## Your objective
According to the list of editiones principes, what is an editio princeps of a work?

## Source document

□ □ □

= List of editiones principes in languages other than Latin or Greek =

In classical scholarship, the editio princeps (plural: editiones principes) of a work is the first printed edition of the work, that previously had existed only in manuscripts, which could be circulated only after being copied by hand. The following is a list of literature works in languages other than Latin or Greek.

□ □ □

## Recorded information
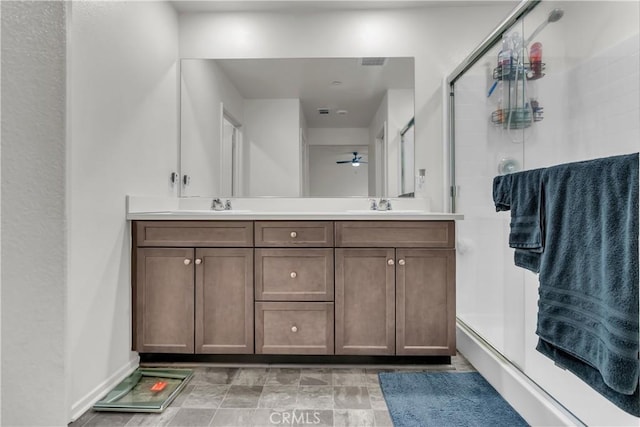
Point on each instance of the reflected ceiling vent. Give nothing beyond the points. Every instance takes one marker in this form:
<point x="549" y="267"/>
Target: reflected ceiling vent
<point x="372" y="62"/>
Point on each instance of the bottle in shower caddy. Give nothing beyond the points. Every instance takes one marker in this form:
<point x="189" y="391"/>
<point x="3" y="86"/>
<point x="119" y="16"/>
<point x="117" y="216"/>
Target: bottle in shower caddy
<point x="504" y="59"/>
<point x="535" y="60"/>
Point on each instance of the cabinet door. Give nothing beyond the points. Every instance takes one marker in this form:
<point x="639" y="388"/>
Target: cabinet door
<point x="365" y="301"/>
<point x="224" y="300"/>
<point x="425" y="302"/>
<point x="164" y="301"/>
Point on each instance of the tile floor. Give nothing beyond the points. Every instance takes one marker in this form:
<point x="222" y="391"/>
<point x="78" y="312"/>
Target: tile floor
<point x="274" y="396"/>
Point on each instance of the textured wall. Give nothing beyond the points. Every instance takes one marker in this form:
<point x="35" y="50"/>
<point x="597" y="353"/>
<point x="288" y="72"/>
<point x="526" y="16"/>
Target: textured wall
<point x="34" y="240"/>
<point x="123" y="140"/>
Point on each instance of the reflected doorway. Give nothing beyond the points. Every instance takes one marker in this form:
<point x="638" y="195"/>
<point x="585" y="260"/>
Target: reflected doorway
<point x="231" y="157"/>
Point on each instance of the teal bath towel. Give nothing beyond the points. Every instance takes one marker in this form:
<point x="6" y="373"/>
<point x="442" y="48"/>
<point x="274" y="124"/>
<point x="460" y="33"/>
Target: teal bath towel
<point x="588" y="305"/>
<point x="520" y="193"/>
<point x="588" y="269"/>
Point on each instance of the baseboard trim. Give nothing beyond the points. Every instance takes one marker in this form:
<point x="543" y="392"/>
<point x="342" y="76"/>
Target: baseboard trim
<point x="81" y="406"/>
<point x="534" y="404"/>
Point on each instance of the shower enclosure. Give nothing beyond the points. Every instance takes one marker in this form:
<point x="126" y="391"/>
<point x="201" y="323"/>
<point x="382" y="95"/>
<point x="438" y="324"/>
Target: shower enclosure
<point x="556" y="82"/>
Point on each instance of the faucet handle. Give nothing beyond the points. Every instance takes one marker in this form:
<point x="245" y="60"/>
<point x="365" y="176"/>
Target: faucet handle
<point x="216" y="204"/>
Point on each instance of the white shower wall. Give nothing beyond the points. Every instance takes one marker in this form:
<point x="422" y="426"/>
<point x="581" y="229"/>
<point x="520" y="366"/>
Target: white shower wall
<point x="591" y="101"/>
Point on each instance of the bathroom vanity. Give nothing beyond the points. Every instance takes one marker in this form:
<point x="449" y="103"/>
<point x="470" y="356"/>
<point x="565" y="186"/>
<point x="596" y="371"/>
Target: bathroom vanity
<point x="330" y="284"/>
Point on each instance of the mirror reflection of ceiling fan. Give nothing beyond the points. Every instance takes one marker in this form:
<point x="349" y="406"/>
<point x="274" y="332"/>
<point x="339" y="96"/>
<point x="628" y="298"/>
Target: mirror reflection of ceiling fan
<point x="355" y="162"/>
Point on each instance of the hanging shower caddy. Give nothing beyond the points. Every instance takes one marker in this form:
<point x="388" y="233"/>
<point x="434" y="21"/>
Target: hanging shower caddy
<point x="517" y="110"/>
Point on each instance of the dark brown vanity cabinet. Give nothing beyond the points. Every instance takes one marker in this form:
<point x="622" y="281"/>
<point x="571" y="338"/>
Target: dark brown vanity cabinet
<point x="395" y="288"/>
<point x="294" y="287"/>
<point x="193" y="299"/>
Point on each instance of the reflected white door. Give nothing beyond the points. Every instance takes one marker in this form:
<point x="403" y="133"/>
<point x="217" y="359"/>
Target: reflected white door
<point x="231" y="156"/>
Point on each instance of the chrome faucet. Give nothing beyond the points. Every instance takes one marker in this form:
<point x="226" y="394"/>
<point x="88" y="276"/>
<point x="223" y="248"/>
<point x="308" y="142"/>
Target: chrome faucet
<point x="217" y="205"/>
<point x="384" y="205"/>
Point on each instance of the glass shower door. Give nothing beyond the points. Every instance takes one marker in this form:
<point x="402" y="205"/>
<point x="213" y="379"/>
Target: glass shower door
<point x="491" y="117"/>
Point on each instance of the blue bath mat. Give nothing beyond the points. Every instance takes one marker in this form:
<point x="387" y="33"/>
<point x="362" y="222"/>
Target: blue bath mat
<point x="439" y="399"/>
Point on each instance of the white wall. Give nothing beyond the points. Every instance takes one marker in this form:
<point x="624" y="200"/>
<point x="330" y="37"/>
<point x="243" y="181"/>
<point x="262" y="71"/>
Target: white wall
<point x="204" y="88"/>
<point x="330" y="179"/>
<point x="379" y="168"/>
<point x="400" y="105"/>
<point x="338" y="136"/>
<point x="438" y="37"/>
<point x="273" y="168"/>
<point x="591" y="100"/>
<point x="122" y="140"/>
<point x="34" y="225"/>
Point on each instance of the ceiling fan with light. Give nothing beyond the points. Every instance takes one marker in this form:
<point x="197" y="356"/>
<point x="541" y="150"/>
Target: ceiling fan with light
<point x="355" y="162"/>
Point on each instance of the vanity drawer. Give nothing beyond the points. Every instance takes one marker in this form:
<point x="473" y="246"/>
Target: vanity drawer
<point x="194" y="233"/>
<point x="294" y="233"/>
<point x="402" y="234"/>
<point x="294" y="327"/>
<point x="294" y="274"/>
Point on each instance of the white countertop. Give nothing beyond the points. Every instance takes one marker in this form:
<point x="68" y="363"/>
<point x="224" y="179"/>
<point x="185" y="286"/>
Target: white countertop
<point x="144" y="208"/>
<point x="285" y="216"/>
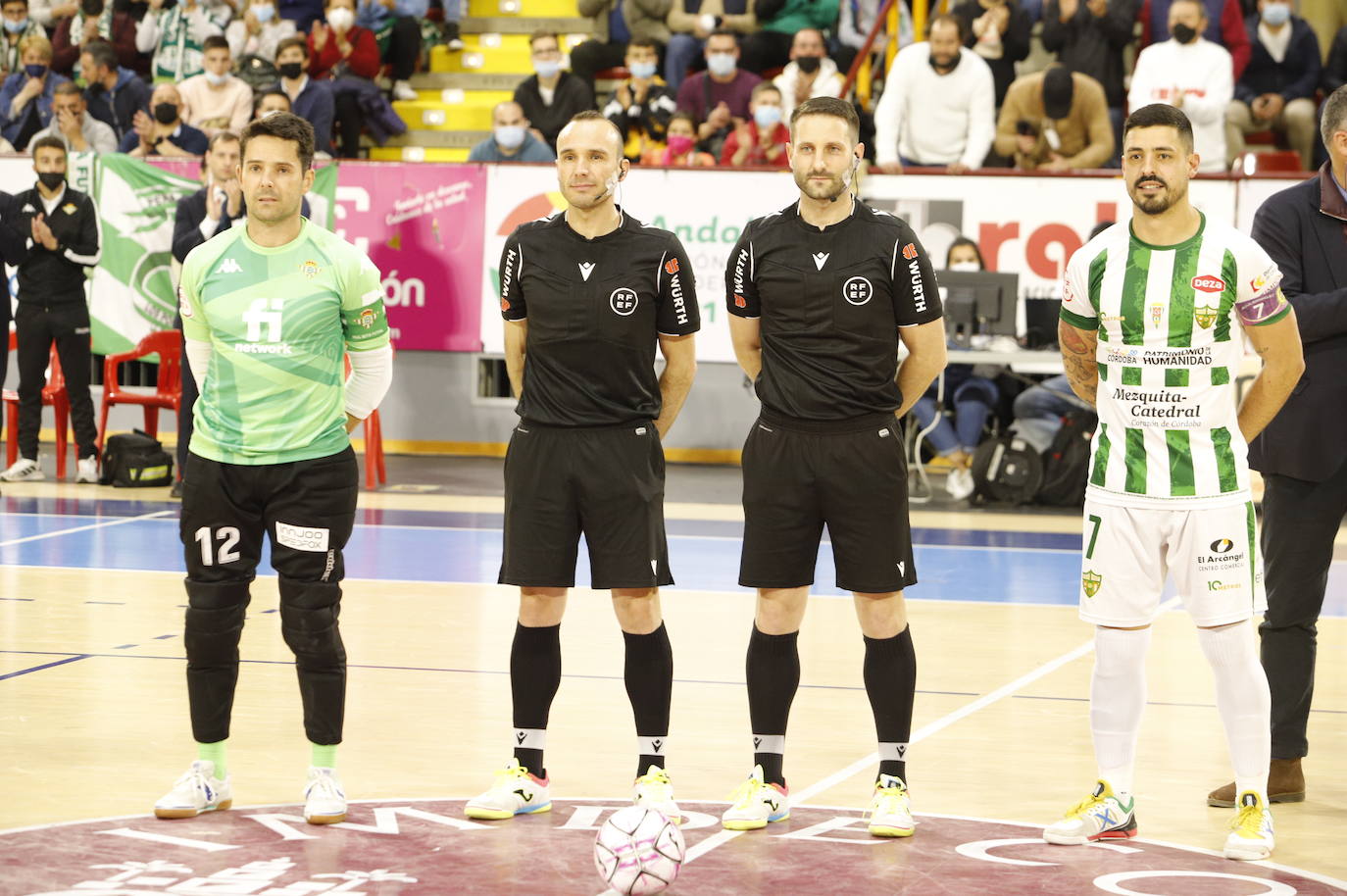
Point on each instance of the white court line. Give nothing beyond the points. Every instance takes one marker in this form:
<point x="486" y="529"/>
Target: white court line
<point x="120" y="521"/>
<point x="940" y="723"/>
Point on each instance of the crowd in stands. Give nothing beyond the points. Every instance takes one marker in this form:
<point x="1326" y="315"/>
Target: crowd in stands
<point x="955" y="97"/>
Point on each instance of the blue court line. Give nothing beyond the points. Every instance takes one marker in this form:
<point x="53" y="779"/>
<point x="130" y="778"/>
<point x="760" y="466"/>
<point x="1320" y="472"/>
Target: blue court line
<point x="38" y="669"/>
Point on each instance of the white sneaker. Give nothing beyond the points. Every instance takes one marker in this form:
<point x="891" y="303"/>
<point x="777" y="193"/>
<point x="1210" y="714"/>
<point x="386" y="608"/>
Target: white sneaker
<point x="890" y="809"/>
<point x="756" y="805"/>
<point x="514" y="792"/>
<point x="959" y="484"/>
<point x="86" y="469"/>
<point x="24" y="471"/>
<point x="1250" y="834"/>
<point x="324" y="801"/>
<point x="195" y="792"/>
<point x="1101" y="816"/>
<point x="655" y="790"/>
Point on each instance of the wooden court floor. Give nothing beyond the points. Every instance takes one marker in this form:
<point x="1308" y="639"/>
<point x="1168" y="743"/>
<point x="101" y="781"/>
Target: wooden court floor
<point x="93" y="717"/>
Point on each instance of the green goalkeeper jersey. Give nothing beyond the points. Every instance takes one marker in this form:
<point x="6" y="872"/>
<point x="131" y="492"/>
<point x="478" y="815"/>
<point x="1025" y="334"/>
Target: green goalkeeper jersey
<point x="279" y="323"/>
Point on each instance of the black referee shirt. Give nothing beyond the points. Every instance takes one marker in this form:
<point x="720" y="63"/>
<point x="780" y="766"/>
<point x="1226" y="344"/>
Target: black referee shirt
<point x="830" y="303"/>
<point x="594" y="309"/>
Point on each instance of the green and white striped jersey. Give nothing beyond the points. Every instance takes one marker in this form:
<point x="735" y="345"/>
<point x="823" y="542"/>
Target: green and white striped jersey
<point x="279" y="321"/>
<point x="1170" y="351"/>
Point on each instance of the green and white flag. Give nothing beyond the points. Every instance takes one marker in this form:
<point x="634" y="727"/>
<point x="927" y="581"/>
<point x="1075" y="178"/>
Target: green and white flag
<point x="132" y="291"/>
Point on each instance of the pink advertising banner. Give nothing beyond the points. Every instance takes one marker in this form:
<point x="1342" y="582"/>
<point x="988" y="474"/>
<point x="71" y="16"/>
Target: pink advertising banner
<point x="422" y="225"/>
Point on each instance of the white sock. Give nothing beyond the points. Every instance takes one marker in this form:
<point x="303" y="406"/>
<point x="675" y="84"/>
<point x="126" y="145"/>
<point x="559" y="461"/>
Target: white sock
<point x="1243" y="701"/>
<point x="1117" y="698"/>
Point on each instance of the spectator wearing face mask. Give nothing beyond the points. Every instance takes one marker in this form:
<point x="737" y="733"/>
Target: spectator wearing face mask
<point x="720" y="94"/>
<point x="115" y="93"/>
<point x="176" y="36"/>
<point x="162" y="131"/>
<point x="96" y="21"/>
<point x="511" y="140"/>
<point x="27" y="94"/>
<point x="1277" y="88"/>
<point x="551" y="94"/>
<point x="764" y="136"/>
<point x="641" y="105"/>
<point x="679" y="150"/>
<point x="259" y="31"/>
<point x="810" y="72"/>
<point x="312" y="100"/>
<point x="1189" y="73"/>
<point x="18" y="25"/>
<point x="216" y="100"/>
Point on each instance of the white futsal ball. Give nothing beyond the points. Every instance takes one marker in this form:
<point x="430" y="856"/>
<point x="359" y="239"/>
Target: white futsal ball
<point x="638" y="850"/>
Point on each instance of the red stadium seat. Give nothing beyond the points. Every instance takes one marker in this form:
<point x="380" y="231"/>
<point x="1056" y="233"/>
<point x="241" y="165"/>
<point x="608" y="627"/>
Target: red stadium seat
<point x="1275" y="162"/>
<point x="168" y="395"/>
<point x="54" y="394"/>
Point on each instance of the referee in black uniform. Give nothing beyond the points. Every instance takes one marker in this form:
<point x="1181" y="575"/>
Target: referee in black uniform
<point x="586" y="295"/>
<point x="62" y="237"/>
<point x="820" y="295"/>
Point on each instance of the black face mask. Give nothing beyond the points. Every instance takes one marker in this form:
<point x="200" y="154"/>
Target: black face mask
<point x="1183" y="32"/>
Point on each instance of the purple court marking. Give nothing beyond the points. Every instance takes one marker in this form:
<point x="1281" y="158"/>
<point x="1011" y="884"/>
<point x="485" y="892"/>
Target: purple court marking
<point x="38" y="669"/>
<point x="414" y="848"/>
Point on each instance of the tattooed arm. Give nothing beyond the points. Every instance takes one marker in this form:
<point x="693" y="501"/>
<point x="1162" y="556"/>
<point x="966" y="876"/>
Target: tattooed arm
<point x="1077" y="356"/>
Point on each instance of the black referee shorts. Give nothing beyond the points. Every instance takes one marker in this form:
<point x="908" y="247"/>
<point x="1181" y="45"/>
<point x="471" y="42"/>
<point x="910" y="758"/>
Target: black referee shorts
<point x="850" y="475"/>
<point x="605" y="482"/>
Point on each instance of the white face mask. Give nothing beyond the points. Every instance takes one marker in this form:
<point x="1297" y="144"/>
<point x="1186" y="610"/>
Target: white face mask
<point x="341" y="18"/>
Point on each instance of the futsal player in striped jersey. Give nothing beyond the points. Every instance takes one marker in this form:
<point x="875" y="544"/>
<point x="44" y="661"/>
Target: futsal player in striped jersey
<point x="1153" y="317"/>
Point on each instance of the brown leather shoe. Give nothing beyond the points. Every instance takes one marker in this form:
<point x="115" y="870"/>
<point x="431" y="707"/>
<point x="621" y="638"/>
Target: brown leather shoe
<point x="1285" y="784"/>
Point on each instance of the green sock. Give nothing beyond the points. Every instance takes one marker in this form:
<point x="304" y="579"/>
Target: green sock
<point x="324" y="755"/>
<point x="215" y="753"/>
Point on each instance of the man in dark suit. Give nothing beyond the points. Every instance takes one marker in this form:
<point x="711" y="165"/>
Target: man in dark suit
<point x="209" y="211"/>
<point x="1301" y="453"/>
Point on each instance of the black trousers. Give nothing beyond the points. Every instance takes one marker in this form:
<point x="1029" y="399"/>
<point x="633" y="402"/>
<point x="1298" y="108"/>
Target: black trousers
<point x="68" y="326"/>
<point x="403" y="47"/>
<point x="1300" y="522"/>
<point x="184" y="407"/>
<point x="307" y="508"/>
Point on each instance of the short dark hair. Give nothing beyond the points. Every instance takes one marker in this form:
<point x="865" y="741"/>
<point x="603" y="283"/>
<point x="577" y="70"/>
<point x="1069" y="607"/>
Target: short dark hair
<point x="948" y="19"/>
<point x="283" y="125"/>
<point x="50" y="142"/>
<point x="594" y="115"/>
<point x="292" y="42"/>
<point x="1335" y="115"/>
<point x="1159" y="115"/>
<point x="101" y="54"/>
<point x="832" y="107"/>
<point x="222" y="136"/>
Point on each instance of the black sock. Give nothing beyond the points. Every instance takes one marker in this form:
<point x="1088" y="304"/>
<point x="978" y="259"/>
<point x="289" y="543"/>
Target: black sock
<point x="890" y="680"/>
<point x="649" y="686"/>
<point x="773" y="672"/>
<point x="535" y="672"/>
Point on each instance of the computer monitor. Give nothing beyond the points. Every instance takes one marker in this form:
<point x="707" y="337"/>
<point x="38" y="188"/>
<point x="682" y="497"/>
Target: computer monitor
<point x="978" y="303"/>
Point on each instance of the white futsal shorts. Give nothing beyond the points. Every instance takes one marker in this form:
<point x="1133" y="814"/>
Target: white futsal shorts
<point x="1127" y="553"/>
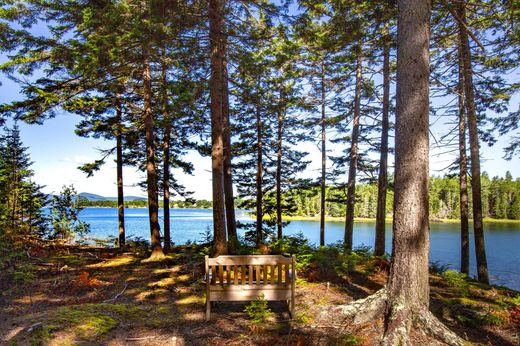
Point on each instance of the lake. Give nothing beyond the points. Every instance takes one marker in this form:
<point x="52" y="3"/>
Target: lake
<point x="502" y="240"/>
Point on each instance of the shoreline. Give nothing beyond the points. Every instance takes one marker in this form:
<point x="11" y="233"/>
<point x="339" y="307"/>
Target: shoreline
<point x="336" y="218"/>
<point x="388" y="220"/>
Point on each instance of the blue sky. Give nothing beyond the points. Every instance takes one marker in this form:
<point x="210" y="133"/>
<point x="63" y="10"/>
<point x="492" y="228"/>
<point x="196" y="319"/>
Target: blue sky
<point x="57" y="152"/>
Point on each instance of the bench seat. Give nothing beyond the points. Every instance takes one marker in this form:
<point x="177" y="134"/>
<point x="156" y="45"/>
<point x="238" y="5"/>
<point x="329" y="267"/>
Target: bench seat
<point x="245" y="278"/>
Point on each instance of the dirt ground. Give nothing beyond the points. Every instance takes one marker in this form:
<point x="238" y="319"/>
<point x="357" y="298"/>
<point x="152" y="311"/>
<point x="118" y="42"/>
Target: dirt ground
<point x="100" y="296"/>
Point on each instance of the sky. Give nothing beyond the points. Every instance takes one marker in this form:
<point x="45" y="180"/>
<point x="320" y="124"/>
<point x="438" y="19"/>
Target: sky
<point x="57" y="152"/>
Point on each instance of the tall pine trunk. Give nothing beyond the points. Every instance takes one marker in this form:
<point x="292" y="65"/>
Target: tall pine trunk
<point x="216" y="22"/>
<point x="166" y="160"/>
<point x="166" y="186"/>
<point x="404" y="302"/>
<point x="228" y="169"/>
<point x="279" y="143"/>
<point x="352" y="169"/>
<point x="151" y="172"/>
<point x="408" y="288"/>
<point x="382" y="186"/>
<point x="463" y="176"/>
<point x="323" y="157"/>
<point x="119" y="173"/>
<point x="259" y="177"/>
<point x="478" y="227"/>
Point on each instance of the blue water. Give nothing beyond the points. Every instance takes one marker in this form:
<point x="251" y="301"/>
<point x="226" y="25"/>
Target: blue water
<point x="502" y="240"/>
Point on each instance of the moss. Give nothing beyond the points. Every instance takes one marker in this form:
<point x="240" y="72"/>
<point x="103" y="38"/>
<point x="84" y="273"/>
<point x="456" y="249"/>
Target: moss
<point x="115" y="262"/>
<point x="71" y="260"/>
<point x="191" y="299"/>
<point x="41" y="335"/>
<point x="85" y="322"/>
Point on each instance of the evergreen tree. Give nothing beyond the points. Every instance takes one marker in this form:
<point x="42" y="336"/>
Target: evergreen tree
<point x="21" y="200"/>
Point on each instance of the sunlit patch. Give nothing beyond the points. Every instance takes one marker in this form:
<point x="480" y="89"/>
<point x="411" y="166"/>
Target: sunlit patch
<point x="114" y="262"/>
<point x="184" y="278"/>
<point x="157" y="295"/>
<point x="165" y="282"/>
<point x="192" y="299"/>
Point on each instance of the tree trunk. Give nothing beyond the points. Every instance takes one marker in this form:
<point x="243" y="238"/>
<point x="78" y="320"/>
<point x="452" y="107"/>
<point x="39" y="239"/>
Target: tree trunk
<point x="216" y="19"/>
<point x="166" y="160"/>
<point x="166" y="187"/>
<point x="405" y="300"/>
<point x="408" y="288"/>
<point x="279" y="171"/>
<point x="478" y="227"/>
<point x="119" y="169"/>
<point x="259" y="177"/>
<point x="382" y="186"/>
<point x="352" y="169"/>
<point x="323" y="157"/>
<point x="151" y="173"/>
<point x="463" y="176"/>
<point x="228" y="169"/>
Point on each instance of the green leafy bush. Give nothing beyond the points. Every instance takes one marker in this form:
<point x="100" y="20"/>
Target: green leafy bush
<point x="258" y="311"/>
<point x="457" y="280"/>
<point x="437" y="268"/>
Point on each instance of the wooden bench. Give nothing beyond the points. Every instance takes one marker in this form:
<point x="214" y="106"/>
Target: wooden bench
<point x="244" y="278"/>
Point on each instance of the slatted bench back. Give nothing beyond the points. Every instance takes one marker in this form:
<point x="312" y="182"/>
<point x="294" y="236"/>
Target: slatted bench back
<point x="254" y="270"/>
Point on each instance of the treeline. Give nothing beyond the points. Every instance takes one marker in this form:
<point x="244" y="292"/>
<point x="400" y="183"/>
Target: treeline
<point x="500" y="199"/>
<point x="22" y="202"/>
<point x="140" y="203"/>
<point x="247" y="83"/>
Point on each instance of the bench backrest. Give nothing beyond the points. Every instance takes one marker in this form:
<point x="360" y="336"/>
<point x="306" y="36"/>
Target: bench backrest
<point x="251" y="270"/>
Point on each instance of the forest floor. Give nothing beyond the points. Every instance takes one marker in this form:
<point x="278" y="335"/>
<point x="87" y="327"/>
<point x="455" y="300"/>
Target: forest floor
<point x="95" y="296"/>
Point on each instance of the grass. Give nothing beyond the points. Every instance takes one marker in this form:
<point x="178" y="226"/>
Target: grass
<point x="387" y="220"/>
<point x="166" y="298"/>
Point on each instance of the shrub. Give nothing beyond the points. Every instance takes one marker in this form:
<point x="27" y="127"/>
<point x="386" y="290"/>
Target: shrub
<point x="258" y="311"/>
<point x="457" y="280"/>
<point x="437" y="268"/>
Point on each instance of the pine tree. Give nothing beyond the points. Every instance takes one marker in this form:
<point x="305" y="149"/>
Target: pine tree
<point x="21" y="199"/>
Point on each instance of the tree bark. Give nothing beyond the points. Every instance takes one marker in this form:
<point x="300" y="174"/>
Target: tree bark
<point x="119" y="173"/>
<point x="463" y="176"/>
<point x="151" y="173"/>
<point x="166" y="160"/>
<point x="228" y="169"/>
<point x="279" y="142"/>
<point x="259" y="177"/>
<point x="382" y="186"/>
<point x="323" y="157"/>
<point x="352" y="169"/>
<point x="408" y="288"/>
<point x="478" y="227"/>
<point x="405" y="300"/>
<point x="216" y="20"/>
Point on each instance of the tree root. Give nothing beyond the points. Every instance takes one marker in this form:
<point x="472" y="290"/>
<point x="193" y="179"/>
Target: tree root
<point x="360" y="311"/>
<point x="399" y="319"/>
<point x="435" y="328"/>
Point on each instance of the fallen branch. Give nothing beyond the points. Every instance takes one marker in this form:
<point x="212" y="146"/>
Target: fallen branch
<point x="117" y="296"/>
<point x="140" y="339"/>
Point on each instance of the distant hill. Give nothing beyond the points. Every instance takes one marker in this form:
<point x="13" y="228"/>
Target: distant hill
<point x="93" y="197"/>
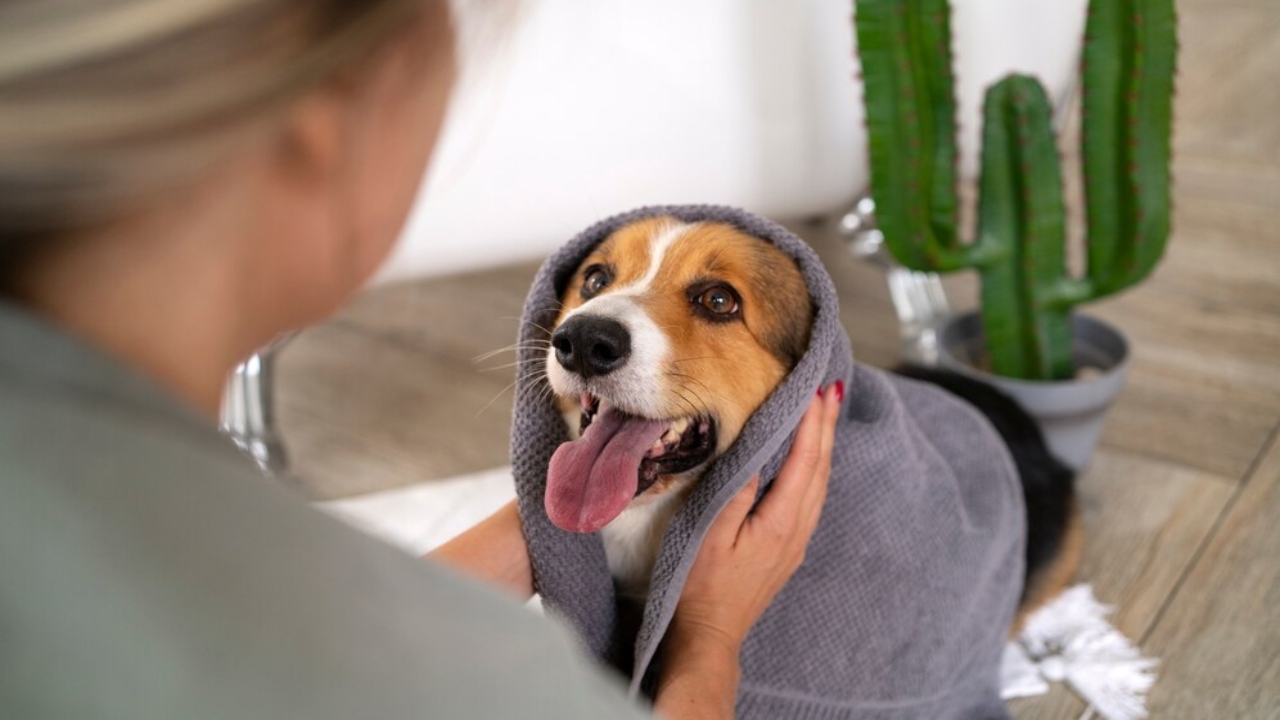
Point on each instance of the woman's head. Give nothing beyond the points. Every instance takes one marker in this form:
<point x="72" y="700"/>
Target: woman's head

□ □ □

## Result of this task
It is the first printed edition of a work that previously existed only in manuscripts.